▸ **What is required**: Reproduce each of the items below verbatim, line for line.

--- START OF Data in this exercise ---

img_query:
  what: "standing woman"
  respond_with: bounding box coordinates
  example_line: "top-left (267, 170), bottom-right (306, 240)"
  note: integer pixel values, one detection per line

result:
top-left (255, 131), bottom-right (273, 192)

--- END OF Data in this exercise ---

▸ **Answer to this problem**:
img_query:
  what: "standing woman"
  respond_with: bounding box coordinates
  example_line: "top-left (267, 170), bottom-right (306, 240)"
  note: integer pixel values, one detection per line

result:
top-left (255, 131), bottom-right (273, 192)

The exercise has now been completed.